Select every line of the data that contains the word "chest", treating case as significant, and copy each one.
..........
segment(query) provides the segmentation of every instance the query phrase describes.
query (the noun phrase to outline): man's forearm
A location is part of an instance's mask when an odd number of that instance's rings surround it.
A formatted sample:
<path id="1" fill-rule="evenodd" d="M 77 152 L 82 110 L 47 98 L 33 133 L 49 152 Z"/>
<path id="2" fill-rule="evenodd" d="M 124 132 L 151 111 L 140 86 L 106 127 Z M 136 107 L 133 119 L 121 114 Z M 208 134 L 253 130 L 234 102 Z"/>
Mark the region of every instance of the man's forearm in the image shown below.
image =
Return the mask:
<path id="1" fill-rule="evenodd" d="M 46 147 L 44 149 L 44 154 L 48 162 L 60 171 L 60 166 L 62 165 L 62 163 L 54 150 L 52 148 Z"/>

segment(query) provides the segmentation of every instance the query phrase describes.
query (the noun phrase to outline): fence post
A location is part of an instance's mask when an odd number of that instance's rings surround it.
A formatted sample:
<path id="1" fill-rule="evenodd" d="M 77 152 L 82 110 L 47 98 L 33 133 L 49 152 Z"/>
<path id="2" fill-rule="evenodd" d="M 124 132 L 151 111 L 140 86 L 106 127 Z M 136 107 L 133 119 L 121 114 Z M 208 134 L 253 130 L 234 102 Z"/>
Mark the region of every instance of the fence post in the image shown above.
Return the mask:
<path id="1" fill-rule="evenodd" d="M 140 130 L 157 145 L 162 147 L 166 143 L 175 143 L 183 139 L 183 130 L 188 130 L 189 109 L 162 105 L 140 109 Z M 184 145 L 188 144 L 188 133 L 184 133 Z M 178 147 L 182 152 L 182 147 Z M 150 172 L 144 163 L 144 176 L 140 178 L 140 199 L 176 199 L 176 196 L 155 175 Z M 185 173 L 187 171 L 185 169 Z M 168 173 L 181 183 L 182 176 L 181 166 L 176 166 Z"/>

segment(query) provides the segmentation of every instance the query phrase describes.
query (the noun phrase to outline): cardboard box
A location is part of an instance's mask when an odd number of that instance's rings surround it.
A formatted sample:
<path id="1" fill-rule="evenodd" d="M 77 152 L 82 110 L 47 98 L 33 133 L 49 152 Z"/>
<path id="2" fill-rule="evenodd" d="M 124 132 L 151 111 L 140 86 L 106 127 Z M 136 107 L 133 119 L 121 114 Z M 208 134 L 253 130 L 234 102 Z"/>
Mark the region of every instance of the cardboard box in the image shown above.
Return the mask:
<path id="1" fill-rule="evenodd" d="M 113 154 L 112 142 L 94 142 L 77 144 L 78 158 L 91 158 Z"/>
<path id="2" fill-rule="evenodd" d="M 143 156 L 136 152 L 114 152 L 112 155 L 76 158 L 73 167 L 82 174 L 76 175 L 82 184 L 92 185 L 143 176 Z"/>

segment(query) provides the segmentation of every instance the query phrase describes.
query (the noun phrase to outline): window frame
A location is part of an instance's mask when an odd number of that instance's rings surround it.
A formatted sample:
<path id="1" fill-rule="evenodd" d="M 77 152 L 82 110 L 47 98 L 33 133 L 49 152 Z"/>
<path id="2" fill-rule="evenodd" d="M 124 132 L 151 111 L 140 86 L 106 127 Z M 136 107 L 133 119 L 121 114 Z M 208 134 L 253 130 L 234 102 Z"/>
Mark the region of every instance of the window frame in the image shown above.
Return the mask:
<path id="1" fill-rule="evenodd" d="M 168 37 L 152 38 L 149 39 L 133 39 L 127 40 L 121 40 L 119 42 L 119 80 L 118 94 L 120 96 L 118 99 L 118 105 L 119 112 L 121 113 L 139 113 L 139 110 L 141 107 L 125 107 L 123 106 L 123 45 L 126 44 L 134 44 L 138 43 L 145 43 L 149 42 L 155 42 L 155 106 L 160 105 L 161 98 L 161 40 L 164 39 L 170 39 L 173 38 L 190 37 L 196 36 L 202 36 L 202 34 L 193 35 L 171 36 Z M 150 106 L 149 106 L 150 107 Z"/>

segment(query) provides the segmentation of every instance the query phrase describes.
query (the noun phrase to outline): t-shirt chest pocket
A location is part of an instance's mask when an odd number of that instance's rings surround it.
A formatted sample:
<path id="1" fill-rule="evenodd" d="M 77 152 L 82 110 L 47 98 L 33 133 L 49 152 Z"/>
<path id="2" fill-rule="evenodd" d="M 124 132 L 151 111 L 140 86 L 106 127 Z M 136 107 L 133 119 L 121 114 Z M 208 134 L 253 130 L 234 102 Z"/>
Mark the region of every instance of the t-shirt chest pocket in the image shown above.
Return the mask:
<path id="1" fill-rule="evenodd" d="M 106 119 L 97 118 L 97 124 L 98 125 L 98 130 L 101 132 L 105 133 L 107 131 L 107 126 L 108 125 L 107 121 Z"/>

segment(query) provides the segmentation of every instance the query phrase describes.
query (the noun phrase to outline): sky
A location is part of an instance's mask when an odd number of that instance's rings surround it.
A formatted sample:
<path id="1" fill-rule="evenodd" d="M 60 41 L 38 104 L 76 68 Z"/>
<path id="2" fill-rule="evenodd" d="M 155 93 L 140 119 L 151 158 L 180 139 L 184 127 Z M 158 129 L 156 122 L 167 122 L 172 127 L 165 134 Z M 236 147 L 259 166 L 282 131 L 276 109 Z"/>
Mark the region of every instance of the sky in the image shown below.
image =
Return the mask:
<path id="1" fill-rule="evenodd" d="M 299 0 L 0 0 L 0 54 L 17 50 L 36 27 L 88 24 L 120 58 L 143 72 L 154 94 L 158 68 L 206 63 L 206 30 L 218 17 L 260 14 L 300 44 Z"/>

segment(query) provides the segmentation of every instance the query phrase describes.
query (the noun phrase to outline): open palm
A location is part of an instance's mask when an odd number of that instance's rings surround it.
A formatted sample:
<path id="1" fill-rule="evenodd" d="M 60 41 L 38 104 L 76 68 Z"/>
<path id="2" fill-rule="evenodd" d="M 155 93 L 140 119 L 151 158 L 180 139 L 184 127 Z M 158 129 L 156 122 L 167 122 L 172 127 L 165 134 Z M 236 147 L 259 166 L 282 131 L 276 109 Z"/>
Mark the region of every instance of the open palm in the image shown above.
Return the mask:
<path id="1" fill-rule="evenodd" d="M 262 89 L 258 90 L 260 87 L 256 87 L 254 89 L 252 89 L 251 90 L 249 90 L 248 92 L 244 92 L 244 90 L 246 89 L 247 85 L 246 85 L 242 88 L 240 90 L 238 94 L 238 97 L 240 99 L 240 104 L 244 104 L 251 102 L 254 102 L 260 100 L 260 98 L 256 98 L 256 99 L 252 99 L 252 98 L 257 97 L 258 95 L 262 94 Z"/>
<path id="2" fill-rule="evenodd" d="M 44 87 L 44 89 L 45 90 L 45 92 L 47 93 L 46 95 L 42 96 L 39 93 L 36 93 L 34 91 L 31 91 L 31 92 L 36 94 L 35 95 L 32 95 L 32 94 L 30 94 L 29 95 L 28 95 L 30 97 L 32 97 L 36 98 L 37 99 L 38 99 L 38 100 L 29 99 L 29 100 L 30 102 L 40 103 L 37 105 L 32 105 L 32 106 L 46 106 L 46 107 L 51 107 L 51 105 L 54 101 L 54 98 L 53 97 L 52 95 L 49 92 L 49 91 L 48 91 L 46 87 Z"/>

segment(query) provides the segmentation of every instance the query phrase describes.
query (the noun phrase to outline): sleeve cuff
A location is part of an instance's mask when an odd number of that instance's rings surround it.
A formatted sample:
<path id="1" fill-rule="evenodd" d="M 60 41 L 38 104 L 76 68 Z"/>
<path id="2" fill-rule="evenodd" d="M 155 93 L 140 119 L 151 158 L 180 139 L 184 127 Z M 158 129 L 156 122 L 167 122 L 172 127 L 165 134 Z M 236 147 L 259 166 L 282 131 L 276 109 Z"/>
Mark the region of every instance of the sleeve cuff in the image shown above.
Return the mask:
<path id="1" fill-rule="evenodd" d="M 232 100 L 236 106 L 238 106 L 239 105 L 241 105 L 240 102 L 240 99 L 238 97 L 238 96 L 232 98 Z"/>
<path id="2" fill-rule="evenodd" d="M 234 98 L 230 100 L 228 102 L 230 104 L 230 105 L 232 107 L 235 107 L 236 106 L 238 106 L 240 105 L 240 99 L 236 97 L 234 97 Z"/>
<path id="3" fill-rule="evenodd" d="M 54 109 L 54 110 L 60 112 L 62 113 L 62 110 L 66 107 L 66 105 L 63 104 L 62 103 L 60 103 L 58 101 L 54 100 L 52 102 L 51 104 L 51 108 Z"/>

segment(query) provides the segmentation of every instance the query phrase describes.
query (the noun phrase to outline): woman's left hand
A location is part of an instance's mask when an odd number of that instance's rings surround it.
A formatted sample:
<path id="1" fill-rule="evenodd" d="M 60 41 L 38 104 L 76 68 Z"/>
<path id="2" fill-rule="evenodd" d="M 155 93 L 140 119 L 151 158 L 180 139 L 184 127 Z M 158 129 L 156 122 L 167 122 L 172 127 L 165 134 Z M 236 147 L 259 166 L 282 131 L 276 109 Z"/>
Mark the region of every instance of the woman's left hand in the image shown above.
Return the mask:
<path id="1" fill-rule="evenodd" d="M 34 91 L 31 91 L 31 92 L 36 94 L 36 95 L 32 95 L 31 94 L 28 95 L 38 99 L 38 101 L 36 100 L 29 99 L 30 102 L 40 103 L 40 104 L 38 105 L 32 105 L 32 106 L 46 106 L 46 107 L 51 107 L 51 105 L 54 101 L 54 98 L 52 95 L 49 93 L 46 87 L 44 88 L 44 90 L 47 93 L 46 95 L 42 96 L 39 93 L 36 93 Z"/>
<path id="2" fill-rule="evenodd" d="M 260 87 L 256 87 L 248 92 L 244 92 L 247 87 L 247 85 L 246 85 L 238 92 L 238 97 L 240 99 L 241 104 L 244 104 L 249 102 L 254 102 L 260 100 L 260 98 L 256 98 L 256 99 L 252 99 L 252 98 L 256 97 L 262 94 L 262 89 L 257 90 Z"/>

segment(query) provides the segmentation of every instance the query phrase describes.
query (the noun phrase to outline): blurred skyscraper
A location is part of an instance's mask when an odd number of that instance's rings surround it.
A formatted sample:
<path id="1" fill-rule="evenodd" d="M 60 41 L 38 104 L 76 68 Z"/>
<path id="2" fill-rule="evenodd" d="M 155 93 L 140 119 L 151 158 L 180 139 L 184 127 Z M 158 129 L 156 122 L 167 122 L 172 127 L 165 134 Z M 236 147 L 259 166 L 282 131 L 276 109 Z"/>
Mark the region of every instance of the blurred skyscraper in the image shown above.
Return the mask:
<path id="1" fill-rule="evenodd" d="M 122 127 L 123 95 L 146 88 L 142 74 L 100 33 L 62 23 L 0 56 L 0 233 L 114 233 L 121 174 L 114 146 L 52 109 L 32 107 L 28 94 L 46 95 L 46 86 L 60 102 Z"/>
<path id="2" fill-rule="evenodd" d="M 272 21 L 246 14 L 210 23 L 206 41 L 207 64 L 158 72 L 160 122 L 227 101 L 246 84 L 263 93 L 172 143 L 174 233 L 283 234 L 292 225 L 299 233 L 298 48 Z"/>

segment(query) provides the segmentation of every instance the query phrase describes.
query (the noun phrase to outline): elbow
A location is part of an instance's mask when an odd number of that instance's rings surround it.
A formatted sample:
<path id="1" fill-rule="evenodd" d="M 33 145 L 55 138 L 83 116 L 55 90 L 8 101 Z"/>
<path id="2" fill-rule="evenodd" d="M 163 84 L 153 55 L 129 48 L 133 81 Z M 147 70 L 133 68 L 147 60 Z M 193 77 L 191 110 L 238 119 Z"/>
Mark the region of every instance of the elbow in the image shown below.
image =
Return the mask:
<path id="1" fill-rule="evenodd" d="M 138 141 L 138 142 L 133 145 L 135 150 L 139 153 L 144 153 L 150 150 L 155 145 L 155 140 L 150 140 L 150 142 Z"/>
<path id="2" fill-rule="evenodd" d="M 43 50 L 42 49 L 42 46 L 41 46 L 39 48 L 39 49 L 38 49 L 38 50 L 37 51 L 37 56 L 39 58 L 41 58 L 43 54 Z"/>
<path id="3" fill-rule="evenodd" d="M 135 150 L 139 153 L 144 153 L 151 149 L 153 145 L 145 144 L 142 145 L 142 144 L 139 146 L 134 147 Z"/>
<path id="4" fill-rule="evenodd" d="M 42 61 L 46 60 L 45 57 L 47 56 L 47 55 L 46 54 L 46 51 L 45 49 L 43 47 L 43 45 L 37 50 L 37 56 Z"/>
..........
▶ CORRECT ANSWER
query (the noun phrase to outline): t-shirt chest pocket
Mark the region of every instance of the t-shirt chest pocket in the image shown above.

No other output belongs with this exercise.